[Start QUOTED PASSAGE]

His foundation has also donated hundreds of thousands of pounds to the Best for Britain group, which aims to halt the UK's departure from the EU. This support has made him a focus of criticism for pro-Brexit supporters, campaigners and newspapers within the country.

In 2015, the foundation was banned in Russia, which labelled it as "undesirable" because of its perceived risk to Russian security and constitutional order.

Attacks and conspiracies

Mr Soros has been a large donor to the US Democratic Party. He backed the presidential campaigns of Barack Obama and Hillary Clinton, and has also labelled US President Donald Trump "an imposter".

US-based right-wing conspiracy theorists and websites have accused Mr Soros of secretly engineering a range of recent events in US and global politics.

They have alleged that he was involved in recruiting crowds for the anti-Trump Women's March and even organising violence in Charlottesville to undermine the country's political right-wing.

[End QUOTED PASSAGE]
[Start DATASET RECORDS]

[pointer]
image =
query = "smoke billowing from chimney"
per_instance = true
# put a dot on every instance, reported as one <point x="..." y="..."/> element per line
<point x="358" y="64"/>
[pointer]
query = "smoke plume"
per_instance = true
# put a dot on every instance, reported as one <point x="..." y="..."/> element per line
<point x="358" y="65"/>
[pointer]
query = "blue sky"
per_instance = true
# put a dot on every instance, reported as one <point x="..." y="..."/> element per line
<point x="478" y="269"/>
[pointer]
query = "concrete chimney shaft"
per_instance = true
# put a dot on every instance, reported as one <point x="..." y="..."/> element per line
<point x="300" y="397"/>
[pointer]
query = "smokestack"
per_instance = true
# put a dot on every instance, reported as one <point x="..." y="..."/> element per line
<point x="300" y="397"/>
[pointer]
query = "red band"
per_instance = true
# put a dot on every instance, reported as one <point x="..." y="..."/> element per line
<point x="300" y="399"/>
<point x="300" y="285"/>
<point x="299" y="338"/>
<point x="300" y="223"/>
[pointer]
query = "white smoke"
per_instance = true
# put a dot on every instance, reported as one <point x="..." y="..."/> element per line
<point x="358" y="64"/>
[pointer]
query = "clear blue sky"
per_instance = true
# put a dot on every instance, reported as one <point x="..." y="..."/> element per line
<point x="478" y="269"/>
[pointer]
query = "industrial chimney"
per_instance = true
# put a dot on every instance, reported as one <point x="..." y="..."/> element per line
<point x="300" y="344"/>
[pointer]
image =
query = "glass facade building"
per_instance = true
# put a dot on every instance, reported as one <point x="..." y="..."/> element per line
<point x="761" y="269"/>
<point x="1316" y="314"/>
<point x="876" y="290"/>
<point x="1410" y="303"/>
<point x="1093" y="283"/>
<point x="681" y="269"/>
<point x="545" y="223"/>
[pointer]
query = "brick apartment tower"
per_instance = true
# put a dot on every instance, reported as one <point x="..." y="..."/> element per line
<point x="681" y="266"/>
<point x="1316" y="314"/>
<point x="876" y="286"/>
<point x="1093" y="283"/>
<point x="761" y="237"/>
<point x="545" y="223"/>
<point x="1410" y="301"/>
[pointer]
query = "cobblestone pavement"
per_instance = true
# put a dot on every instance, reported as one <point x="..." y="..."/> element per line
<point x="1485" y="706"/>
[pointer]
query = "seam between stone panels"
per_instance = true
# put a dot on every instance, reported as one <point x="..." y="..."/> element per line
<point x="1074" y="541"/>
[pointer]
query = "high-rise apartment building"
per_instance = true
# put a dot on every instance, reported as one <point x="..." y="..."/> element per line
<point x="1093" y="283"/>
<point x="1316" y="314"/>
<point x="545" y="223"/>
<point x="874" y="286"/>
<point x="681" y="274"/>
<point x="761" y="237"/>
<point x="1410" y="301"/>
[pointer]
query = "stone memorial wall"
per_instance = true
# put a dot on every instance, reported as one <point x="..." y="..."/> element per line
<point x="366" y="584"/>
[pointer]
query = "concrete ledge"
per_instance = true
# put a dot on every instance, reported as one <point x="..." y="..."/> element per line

[End DATASET RECORDS]

_PROBLEM SET_:
(1) State how many lines of the records contain the string "concrete", giving only the number.
(2) Resume the passage on Mr Soros and his foundation from the point at which it stops.
The text and the records are unrelated to each other.

_TASK-BY-TASK ANSWERS_:
(1) 2

(2)
Such conspiracies, and negative coverage of his foundation's work, are often accused of being anti-Semitic, echoing Nazi-era conspiracy theories about Jewish bankers plotting to create a "new world order".

Personal life

George Soros has been married three times.

He had two sons and a daughter with his first wife, German-born Annaliese Witschak, whom he married in 1960.

The pair divorced in 1983, when he then wed second wife Susan Weber. The pair stayed together until 2005, having two sons during their marriage.

He married third wife Tamiko Bolton - 42 years his junior - in 2013.

Away from hedge funds and philanthropy, Mr Soros has also dabbled with investing in sports teams around the world.

In 2012, it was reported that he had purchased a significant minority stake in UK-based football team Manchester United.